» Tugas yang Diperlukan:
• 1. Dalam teks tentang regulasi Pilkada, ringkas paragraf yang diawali "Pada Orde Baru" menjadi daftar poin tanpa menghilangkan fakta utamanya.
• 2. Ulangi tanpa perubahan bagian teks tentang regulasi Pilkada yang dibuka dengan kata-kata berisi "Dia menuturkan, kajian" dan ditutup dengan "relatif kurang terakomodasi.".

» Kutipan Dokumen:
════

Dia menuturkan, kajian diawali dengan melakukan evaluasi terhadap regulasi tentang Pilkada yang pernah ada. Dia membeberkan ada sejumlah fakta terkait aspek politik dan manajerial dalam Pilkada.
Pada Orde Baru dengan Undang-Undang Nomor 5 Tahun 1974, aspek manajerial lebih tinggi dibandingkan aspek politik, dimana pelaksanaan pemilihan dilakukan melalui DPRD, sehingga lebih efektif, efisien dan ekonomis. Namun kelemahannya adalah aspek partisipasi dan keterwakilan politik dari masyarakat relatif kurang terakomodasi.
"Pada masa reformasi, saat diberlakukan UU Nomor 22 Tahun 1999 aspek politik tinggi, tapi dalam praktiknya aspek manajerial juga tinggi dimana ditandai banyaknya partai politik yang berkembang atau tingginya aspek politik. Sedangkan pemilihan tetap dilaksanakan oleh DPRD, atau tingginya aspek manajerial. Di sini DPRD tidak bisa berperan hanya mewakili partai politik saja tapi harus mendengarkan suara masyarakat," ungkapnya.

════

Catatan tersimpan

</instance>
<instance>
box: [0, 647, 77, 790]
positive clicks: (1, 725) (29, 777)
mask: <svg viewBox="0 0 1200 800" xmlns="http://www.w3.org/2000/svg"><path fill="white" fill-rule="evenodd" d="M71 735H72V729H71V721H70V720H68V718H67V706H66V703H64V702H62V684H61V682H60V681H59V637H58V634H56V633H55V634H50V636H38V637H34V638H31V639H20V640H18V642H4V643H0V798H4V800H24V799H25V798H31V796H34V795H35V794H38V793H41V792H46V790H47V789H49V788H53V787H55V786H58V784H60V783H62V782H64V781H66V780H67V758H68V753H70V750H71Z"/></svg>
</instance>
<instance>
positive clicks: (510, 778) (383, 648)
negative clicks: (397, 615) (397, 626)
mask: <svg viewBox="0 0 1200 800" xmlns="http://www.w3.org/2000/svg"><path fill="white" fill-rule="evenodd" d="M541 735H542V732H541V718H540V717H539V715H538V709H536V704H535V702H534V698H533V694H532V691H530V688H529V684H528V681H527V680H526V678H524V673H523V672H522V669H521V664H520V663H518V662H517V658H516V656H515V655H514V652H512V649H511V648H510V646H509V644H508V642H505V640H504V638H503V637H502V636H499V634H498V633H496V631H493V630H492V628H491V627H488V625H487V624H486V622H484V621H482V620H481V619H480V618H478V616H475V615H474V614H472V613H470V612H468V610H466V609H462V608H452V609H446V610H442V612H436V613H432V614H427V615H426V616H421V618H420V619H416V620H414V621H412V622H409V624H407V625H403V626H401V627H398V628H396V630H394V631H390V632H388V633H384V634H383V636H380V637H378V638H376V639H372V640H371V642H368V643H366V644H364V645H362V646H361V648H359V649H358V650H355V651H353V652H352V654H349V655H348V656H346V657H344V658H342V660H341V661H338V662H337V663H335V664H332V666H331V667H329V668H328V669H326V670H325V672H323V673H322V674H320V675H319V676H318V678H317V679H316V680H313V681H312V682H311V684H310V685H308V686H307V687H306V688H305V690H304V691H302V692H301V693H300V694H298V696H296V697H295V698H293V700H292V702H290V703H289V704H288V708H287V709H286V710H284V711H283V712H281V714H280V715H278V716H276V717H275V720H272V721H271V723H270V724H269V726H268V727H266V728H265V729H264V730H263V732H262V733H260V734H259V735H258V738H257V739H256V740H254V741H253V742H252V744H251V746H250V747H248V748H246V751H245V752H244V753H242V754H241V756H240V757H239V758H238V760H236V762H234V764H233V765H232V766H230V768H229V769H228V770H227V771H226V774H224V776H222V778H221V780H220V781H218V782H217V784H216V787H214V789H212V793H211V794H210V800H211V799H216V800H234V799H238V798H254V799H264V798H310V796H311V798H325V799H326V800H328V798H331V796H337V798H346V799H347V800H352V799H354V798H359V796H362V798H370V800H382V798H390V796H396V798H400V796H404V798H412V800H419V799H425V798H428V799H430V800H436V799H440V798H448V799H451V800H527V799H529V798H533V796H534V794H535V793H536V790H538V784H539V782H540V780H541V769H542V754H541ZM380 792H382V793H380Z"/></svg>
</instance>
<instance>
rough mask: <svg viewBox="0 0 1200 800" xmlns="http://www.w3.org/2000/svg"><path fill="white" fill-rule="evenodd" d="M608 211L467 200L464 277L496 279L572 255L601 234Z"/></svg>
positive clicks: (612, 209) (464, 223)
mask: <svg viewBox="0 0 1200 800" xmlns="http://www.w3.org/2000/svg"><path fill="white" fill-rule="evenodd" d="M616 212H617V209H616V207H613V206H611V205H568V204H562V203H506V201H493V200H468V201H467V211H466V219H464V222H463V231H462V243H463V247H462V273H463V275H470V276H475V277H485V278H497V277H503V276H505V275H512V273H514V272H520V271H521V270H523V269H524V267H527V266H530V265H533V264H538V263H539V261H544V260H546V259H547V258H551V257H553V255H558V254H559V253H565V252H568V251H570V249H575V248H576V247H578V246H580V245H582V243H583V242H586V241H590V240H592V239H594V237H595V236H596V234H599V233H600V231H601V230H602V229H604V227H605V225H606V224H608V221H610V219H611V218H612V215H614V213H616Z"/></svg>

════

» Jawaban:
• 1.
- Pada masa Orde Baru, Undang-Undang Nomor 5 Tahun 1974 menempatkan aspek manajerial lebih tinggi daripada aspek politik.
- Pemilihan dilakukan melalui DPRD, sehingga lebih efektif, efisien, dan ekonomis.
- Kelemahannya, partisipasi dan keterwakilan politik masyarakat relatif kurang terakomodasi.

• 2.
Dia menuturkan, kajian diawali dengan melakukan evaluasi terhadap regulasi tentang Pilkada yang pernah ada. Dia membeberkan ada sejumlah fakta terkait aspek politik dan manajerial dalam Pilkada.
Pada Orde Baru dengan Undang-Undang Nomor 5 Tahun 1974, aspek manajerial lebih tinggi dibandingkan aspek politik, dimana pelaksanaan pemilihan dilakukan melalui DPRD, sehingga lebih efektif, efisien dan ekonomis. Namun kelemahannya adalah aspek partisipasi dan keterwakilan politik dari masyarakat relatif kurang terakomodasi.